## Begin Extracted text

Don Hertzfeldt (Figure 1) is an animator, artist and independent filmmaker, who is also a two-time academy award winner. He has worked on film such as 'World of Tomorrow', 'Such A Beautiful Day' and 'The Meaning of Life'
''It's always difficult to explain the brilliance of Don Hertzfeldt to someone who hasn't seen his stuff. The artist-animator has spent nearly 20 years carving out a highly idiosyncratic body of work, one defined by a fierce commitment to his one-man operation of hand-drawn animation'' (Avclub.com, 2015). His work is very simplistic, working mainly with stick figures. Although, this can be quite effective when creating comedic short animations. His animation ''World of Tomorrow'' (Figure 2) is about a girl who is taken to a different time by a clone of herself. It one of the few of his animations that includes strong use of colour within. Its also a massive leap towards a more digital approach for him, compared to his previous work within 'Rejected' and 'Billy's Balloon'', which are created using more of a traditional approach.
He mostly works traditionally, after at a young age, creating animation through a film camera is too expensive. He has found ways of creating animation using all of the tools he has available to him. He was quoted ''We have over 100 years now of amazing film technology to play with, I don't understand why any artists would want to throw any of their tools out of the box'' (New York Times, 2008).

## End Extracted text

### Stated exercise a:
Select every line of the entries below that contains the word "window", matching case exactly.

## Begin Records for the task

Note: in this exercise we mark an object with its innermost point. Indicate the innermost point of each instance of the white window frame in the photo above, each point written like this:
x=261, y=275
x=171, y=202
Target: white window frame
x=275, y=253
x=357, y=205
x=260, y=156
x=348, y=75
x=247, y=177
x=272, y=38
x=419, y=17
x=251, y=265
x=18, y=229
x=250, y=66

## End Records for the task

### Stated exercise b:
Decide whether each statement agrees with the text on Don Hertzfeldt, answering yes or no and quoting the words from the text that settle it. (i) "World of Tomorrow" is about a girl taken to a different time by a clone of herself. (ii) Hertzfeldt has won three academy awards. (iii) "Rejected" took a more digital approach than "World of Tomorrow".

### Exercise response a:
Note: in this exercise we mark an object with its innermost point. Indicate the innermost point of each instance of the white window frame in the photo above, each point written like this:
Target: white window frame

### Exercise response b:
(i) Yes: "is about a girl who is taken to a different time by a clone of herself"
(ii) No: "who is also a two-time academy award winner"
(iii) No: "Its also a massive leap towards a more digital approach for him, compared to his previous work within 'Rejected'"